##### Exercise input

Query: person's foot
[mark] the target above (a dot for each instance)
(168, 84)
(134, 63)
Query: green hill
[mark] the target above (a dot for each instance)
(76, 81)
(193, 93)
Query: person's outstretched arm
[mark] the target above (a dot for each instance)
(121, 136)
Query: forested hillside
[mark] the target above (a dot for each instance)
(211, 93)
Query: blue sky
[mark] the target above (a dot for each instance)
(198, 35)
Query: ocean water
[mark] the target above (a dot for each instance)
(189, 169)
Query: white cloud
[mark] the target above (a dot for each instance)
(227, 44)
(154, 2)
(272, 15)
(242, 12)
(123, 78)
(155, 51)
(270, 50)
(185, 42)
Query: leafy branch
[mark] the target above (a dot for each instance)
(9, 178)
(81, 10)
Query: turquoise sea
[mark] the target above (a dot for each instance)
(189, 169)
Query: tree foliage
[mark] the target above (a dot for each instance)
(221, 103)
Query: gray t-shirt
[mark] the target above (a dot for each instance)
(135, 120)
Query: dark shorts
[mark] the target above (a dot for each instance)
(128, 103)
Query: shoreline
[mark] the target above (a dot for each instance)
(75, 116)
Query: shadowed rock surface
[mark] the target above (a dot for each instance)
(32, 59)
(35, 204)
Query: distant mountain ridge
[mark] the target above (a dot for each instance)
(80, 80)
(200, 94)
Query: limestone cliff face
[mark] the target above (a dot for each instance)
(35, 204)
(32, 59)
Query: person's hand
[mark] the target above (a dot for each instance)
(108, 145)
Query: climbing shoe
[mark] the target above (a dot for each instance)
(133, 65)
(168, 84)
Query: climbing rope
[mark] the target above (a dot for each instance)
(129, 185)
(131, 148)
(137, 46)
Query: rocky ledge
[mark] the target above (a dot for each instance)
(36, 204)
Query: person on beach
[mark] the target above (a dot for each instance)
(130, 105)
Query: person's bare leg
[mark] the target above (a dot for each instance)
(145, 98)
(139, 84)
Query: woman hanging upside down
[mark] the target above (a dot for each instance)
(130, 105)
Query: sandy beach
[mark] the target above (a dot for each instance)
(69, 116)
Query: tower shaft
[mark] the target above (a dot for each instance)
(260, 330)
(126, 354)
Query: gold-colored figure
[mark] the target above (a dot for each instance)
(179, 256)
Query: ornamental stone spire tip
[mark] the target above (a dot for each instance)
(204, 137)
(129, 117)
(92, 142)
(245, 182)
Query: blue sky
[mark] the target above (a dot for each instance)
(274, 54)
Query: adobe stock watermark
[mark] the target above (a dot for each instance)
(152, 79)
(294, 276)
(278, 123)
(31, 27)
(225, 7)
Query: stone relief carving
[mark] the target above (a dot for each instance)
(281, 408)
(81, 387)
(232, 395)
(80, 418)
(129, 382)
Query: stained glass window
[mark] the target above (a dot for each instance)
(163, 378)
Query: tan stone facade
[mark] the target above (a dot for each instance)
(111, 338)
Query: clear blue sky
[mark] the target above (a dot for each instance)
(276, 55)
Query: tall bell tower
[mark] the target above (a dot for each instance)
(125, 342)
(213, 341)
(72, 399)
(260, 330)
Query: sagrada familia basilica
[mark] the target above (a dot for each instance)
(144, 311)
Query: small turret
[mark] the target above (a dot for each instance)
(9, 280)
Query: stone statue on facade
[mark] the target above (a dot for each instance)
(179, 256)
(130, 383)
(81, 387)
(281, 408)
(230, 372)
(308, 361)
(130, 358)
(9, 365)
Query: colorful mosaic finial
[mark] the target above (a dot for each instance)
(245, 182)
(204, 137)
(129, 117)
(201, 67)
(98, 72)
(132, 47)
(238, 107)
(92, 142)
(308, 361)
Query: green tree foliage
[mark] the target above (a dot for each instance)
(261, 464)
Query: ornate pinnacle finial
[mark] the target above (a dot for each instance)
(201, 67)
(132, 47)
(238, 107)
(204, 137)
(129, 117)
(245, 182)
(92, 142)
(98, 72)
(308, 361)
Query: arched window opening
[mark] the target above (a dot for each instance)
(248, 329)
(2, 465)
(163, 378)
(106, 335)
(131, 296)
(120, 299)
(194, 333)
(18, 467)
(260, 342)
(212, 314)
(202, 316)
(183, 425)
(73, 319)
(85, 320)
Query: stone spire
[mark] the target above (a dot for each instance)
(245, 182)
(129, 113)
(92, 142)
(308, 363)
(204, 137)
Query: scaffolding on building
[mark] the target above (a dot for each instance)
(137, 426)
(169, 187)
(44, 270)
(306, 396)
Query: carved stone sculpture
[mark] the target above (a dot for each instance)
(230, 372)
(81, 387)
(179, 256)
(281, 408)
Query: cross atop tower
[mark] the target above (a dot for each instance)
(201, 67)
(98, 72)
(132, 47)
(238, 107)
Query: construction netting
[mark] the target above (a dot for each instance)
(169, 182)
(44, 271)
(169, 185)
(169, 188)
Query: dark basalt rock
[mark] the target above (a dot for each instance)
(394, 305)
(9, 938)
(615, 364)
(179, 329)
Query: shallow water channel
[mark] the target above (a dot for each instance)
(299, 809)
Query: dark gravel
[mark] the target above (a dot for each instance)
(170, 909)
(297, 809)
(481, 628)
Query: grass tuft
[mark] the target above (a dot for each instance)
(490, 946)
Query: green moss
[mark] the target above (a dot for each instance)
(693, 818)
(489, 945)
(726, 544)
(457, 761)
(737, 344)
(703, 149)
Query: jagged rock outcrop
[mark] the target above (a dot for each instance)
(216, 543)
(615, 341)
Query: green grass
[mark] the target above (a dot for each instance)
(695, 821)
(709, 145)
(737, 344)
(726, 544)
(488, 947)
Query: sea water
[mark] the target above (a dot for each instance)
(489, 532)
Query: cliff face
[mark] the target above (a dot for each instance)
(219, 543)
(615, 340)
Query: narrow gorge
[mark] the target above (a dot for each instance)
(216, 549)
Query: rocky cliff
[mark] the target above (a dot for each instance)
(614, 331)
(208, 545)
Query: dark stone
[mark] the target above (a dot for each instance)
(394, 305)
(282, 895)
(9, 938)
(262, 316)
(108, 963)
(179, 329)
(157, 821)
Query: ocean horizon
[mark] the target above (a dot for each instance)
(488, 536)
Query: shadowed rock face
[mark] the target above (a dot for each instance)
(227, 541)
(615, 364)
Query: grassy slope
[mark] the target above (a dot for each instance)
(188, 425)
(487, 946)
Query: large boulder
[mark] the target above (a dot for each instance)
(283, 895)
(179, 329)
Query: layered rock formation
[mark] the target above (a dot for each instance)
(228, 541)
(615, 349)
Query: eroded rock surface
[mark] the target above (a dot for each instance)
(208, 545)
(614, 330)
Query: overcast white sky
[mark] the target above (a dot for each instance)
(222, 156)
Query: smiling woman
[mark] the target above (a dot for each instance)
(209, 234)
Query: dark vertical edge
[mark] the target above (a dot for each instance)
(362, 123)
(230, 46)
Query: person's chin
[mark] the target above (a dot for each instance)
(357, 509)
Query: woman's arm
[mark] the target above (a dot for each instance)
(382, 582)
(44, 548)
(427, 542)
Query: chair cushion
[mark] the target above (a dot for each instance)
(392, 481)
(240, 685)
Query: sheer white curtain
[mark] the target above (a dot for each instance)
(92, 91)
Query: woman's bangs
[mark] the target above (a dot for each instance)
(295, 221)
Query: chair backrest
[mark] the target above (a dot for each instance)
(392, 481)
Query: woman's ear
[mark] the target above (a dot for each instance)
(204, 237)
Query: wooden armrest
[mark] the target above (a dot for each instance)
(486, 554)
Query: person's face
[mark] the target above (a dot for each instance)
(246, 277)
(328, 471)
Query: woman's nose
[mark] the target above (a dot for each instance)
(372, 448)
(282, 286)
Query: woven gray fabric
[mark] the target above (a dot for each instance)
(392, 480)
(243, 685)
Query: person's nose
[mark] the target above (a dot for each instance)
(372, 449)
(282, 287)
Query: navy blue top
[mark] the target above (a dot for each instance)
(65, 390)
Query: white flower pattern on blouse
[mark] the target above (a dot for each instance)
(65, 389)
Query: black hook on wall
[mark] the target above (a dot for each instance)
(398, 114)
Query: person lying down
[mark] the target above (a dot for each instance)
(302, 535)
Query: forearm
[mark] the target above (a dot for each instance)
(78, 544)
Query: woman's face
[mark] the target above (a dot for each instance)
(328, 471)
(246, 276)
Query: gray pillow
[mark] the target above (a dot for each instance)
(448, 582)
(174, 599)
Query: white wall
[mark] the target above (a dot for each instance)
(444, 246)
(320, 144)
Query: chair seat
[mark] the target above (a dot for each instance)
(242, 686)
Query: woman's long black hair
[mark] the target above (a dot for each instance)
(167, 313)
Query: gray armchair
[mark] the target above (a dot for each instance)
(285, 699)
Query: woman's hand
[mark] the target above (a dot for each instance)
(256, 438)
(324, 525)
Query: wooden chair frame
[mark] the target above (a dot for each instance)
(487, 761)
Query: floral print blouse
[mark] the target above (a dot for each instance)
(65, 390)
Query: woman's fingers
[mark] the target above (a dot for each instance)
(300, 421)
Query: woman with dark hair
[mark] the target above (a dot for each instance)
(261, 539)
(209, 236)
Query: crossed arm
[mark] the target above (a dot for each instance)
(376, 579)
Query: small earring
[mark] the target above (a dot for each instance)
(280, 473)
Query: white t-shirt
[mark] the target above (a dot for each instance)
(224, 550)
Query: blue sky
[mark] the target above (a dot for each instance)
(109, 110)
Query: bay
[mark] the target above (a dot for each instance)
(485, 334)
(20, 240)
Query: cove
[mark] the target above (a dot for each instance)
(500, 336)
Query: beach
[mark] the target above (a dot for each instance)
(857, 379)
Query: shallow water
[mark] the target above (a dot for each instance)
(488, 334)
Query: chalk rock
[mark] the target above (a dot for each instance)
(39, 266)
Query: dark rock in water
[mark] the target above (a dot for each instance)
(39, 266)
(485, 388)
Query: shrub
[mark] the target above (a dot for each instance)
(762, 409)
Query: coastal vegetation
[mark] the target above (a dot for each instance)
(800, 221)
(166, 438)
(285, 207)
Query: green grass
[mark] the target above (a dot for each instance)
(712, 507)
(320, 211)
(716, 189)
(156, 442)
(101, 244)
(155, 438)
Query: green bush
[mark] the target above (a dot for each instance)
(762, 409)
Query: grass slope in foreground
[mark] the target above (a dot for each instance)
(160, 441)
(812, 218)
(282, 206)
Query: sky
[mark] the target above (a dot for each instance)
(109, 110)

##########

## What is required:
Out of the data above, transcribe exactly and only the lines starting with the line that has "Query: ornamental stone spire tip" and going on through the line that has "Query: adobe stock watermark", both included.

## Answer to this exercise:
Query: ornamental stone spire tip
[mark] the target above (a dot for each instance)
(204, 137)
(129, 117)
(92, 142)
(245, 182)
Query: blue sky
[mark] the target above (a dot for each instance)
(274, 54)
Query: adobe stock watermark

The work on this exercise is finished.